## Directions for this task
Find the string "flower" in the listing below and return each line it appears in.

## Records for this task
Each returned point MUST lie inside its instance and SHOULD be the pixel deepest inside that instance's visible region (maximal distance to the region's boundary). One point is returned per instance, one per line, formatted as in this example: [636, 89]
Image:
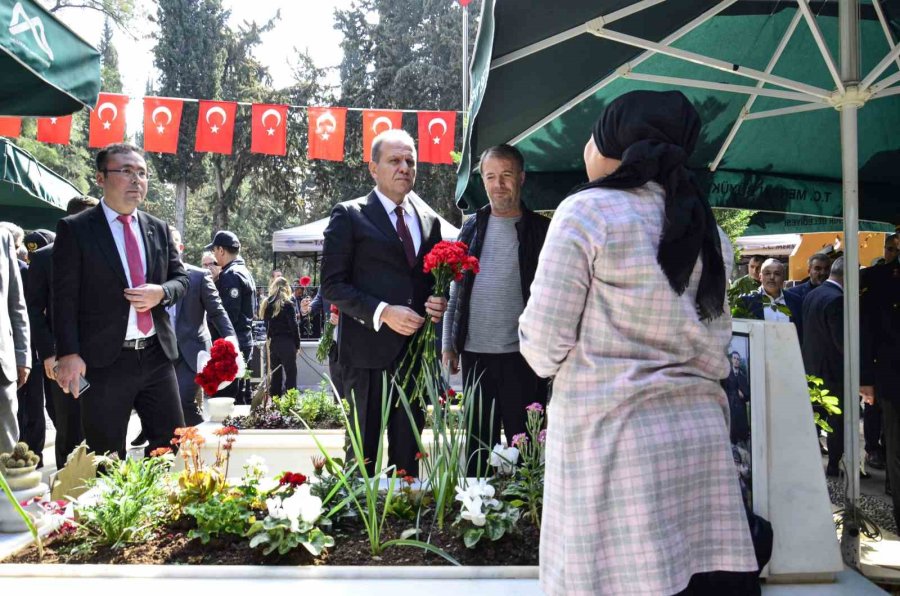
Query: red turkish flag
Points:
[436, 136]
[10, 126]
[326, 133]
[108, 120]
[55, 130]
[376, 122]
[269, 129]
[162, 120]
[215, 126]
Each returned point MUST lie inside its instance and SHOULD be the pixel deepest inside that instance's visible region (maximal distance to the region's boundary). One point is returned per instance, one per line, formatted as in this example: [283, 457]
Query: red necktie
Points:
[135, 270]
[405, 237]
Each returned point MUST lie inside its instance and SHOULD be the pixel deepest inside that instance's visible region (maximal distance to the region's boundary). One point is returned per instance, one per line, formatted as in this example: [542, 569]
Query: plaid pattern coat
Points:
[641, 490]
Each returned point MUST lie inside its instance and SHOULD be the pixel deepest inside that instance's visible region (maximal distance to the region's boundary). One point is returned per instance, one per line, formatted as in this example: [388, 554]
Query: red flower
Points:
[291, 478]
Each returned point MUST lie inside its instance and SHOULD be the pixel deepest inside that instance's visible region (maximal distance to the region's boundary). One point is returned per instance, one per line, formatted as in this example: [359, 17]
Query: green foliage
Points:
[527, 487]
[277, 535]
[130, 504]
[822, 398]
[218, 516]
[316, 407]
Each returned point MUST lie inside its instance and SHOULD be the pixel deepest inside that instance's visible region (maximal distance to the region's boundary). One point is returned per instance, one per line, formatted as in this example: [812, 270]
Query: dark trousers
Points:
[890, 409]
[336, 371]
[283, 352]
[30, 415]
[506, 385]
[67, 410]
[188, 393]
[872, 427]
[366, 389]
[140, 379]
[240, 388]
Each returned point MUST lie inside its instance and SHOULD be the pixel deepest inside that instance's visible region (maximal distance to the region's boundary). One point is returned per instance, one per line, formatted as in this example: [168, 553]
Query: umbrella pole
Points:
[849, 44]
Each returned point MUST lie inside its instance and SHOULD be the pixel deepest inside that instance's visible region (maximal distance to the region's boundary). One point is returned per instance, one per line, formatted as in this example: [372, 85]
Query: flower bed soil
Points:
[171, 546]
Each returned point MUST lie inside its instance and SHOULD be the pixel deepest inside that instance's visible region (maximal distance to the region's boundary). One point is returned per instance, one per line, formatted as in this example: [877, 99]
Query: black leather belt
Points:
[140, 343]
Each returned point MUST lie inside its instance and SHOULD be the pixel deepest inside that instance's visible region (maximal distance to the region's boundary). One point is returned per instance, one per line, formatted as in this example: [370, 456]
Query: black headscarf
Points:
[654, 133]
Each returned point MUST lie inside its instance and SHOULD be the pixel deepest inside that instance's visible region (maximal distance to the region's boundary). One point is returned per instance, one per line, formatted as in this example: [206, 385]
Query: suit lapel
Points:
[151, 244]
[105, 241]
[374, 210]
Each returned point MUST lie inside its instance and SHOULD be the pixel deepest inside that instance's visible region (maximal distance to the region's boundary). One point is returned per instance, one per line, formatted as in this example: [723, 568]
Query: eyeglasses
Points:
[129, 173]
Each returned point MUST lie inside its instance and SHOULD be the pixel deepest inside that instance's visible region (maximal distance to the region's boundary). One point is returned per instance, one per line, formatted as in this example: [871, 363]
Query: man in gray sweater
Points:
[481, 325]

## Solution to this task
Query: red flower
Query: flower bed soil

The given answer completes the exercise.